> **INSTRUCTIONS TO FOLLOW**
Exact copies of all the lines below are needed, without the pictures.

> **INPUT RECORDS**

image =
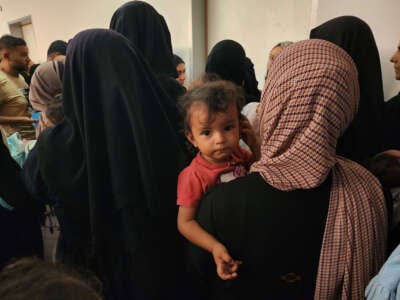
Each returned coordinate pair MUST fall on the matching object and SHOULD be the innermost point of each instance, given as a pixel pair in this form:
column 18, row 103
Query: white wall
column 258, row 25
column 60, row 19
column 383, row 18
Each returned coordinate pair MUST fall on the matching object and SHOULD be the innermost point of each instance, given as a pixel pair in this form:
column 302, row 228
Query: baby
column 213, row 124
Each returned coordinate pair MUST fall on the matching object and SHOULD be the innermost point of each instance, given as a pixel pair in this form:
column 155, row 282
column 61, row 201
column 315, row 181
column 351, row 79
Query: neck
column 8, row 70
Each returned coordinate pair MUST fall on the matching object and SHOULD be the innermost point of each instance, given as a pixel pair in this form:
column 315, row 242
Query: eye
column 228, row 128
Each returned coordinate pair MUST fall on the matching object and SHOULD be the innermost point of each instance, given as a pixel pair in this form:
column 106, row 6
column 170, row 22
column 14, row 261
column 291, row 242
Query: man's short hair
column 8, row 41
column 57, row 46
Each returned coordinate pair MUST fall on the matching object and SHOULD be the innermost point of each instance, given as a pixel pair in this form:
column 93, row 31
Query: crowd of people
column 210, row 189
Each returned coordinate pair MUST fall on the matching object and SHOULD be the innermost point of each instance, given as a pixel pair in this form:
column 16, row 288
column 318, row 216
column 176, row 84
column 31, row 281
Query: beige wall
column 258, row 25
column 383, row 18
column 60, row 19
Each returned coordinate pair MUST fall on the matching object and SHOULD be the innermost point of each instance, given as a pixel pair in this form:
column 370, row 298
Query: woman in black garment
column 228, row 60
column 115, row 186
column 147, row 30
column 305, row 223
column 364, row 137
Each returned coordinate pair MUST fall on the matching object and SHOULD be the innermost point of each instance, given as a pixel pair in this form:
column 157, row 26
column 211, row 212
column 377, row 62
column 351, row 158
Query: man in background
column 14, row 112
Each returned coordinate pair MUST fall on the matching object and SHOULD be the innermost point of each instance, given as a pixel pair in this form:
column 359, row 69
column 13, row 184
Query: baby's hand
column 226, row 266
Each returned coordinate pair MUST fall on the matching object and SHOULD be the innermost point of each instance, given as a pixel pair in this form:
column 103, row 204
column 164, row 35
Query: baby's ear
column 190, row 137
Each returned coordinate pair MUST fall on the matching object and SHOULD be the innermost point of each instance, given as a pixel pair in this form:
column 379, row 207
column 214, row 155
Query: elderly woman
column 115, row 197
column 305, row 222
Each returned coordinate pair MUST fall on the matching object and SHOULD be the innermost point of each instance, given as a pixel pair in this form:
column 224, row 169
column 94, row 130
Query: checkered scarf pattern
column 310, row 98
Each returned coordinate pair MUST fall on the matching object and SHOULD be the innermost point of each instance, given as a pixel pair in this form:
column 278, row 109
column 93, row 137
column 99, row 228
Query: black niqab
column 112, row 165
column 228, row 60
column 363, row 138
column 141, row 24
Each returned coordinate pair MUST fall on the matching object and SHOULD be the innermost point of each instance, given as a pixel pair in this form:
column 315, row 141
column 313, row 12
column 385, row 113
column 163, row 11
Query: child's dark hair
column 216, row 95
column 32, row 278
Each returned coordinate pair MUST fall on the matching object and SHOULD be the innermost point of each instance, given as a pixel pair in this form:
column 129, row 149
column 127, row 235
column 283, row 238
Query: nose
column 219, row 137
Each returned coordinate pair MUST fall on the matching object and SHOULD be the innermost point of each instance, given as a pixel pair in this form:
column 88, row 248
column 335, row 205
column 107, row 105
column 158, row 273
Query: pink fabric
column 310, row 98
column 200, row 175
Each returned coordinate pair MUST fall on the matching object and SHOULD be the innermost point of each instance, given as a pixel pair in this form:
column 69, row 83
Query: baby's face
column 216, row 134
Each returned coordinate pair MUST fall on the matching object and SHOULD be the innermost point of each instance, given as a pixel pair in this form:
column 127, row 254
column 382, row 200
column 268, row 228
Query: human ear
column 190, row 138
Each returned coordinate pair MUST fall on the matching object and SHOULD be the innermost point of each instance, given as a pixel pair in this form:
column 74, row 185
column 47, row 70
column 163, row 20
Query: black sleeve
column 33, row 179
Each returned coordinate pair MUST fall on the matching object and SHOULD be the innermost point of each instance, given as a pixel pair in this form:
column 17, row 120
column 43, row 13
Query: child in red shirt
column 213, row 124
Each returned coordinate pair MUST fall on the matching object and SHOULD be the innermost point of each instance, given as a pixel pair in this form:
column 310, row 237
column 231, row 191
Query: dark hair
column 177, row 60
column 8, row 41
column 205, row 77
column 386, row 168
column 57, row 46
column 32, row 278
column 216, row 95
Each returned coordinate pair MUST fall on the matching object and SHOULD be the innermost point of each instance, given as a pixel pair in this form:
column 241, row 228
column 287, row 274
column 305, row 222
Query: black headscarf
column 363, row 138
column 112, row 165
column 147, row 30
column 228, row 60
column 141, row 24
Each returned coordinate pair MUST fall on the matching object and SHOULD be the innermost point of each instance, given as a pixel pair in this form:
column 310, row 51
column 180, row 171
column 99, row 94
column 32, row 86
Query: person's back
column 364, row 136
column 341, row 238
column 279, row 263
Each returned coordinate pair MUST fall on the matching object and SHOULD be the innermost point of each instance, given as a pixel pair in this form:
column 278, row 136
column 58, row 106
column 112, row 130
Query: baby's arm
column 249, row 137
column 190, row 229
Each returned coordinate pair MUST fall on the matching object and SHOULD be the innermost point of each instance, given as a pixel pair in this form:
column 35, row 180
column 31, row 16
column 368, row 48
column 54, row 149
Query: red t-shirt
column 200, row 175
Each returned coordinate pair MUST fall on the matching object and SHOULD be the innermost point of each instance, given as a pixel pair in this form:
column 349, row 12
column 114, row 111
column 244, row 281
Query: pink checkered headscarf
column 310, row 98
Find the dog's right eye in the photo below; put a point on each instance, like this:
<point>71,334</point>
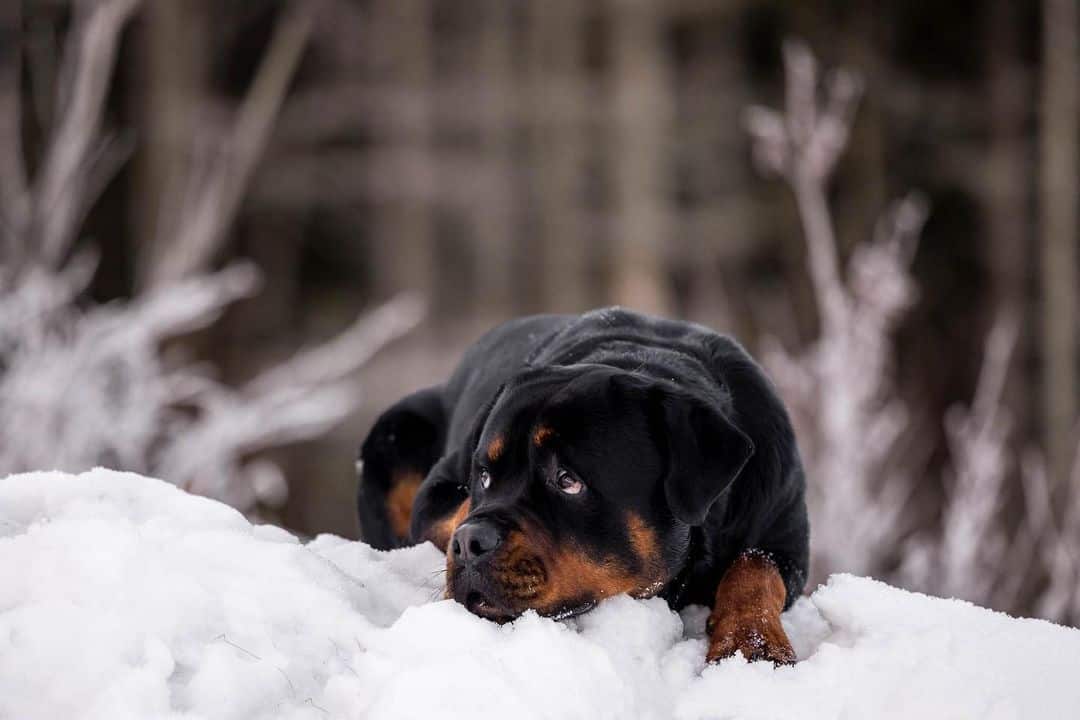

> **PROBLEM SOLUTION**
image =
Each returned coordinate pair MUST fall on the matching object and SHOULD be the innermost point of each instance, given as a pixel pair in this form:
column 18, row 103
Query: white wall
column 258, row 25
column 60, row 19
column 383, row 18
Each returned coordinate pair MUST fall on the matching object and SHOULD be the innermost point of each instance, given as a pixel pair in this form:
column 302, row 228
Query: baby
column 213, row 124
Each returned coordinate pair MUST fall on the matching object and SHOULD be the innermost point of each instance, given as a pixel pair in this form:
column 155, row 282
column 61, row 201
column 315, row 181
column 351, row 79
Query: neck
column 8, row 70
Each returned coordinate pair MUST fall on the matching object and SHOULD be the innermost point of each instance, given as a pixel pair in this form:
column 315, row 242
Query: eye
column 228, row 128
Each returned coordinate pair MUST fall on the matching object and SHOULD be the innermost point of each instance, given as a pixel pair in this form:
column 106, row 6
column 170, row 22
column 14, row 261
column 291, row 242
Query: man's short hair
column 8, row 41
column 57, row 46
Each returned coordinate pair MUST fall on the matching object and SHOULD be the innermost point of each instance, given as a pixel pair in this form:
column 93, row 31
Query: crowd of people
column 210, row 189
Each returned coordinate pair MUST fall on the matching object and SHOULD be the innermost point of each instance, given as a pixel pair in this form:
column 16, row 288
column 318, row 216
column 176, row 84
column 31, row 281
Query: beige wall
column 258, row 25
column 383, row 18
column 60, row 19
Each returned coordinate pair MUST fall on the matching object and SHOULD be the innermost point of each instance, given as a pixel pair in this form:
column 370, row 298
Query: woman in black garment
column 228, row 60
column 115, row 186
column 147, row 30
column 305, row 223
column 364, row 137
Each returned coordinate pair MUST fall on the matching object and SHOULD be the innermost point of each instance, given as a pixel pair in this form:
column 157, row 26
column 211, row 212
column 377, row 62
column 351, row 158
Query: man in background
column 14, row 112
Each returned coordinate pair MUST fall on the matching object and SHOULD be the innermost point of each instance, given as a pixel pair in this form:
column 359, row 69
column 13, row 184
Query: baby's hand
column 226, row 266
Each returned coordinate pair MUST fall on the matching object and SHOULD be the innermost point of each instance, given as a pixel pair in this form:
column 103, row 204
column 164, row 35
Query: baby's ear
column 190, row 137
Each returned coordinate pair MUST fall on the matching object and SHOULD be the innermost point of each instance, given as a pixel pair in this form:
column 379, row 207
column 214, row 155
Query: elderly woman
column 115, row 197
column 305, row 222
Each returned coordinate pair MUST fall on the matching object and SHOULD be the innermost point of each instance, given as a pixel pair in this form:
column 224, row 169
column 94, row 130
Query: checkered scarf pattern
column 310, row 98
Each returned coordinate pair MUST fall on the matching object and SHOULD be the innermost point of each instance, given as a pixel pair in this form:
column 278, row 109
column 93, row 137
column 99, row 228
Query: black niqab
column 112, row 165
column 228, row 60
column 363, row 138
column 141, row 24
Each returned coordinate pair MUST fall on the matching object and SHOULD be the innermost point of each instance, given as a pixel pair in this form:
column 315, row 141
column 313, row 12
column 385, row 113
column 163, row 11
Query: child's dark hair
column 216, row 95
column 32, row 278
Each returned coordinate pair MUST fall on the matching object and SHOULD be the innermost point of each instance, given as a pixel pair in this form:
column 129, row 149
column 127, row 235
column 283, row 238
Query: nose
column 219, row 137
Each returned coordinate pair MUST fall on the matching object and SHOULD be the innermost point of each instance, given as a pixel pair in this form:
column 88, row 248
column 335, row 205
column 107, row 105
column 158, row 273
Query: pink fabric
column 310, row 98
column 200, row 175
Each returned coordinate pair MUST fall on the matching object and SHOULD be the innermost point of each instance, given as a pixel pair in this form:
column 69, row 83
Query: baby's face
column 216, row 134
Each returned coordinate pair MUST fall on the matching object and SHOULD be the innermost point of each instance, given as a pixel pair in this form:
column 127, row 254
column 382, row 200
column 268, row 228
Query: human ear
column 190, row 138
Each returned coordinate pair MUST fall on the matching object and SHOULD be the innermost point of each instance, given as a pixel pair in this form:
column 74, row 185
column 47, row 70
column 163, row 20
Query: black sleeve
column 33, row 179
Each returned coordinate pair MUST fall on the matching object and SHOULD be the innermost point of each instance, given as a pixel pair in this form:
column 17, row 120
column 43, row 13
Query: child in red shirt
column 213, row 124
Each returned coordinate pair MUST fall on the matching object and SHOULD be the innermost point of each instance, given as a pixel pair in this form:
column 310, row 237
column 231, row 191
Query: dark hair
column 177, row 60
column 8, row 41
column 205, row 77
column 386, row 168
column 57, row 46
column 32, row 278
column 216, row 95
Each returned coordinate pair MUST fall on the matching object and SHOULD be the innermost point of each instance, given as a pixel pair in this form:
column 241, row 228
column 287, row 274
column 305, row 222
Query: black headscarf
column 363, row 138
column 112, row 165
column 147, row 30
column 228, row 60
column 141, row 24
Each returned coordinate pair MUST fall on the matching object and SHOULD be the innermost point of each instance, given as a pixel pair in this form:
column 310, row 51
column 180, row 171
column 99, row 94
column 32, row 86
Query: person's back
column 364, row 136
column 341, row 238
column 279, row 263
Each returned coordinate pair MUST fall on the matching object and SHOULD be the innermost point of each instance, given as a pixel pair in this form:
column 278, row 136
column 58, row 106
column 112, row 130
Query: baby's arm
column 249, row 137
column 190, row 229
Each returned coordinate pair MUST fall on the matching object and SHOULD be the innermost point of each instance, given as a pixel pair in this form:
column 35, row 180
column 31, row 16
column 368, row 48
column 54, row 149
Query: red t-shirt
column 200, row 175
Each returned coordinate pair MUST fall on the matching object and SHOULD be the innermost point of each instance, given as a pixel pair in this form:
column 349, row 12
column 114, row 111
column 244, row 281
Query: pink checkered headscarf
column 310, row 98
Find the dog's right eye in the photo below; put a point on each instance, like this:
<point>71,334</point>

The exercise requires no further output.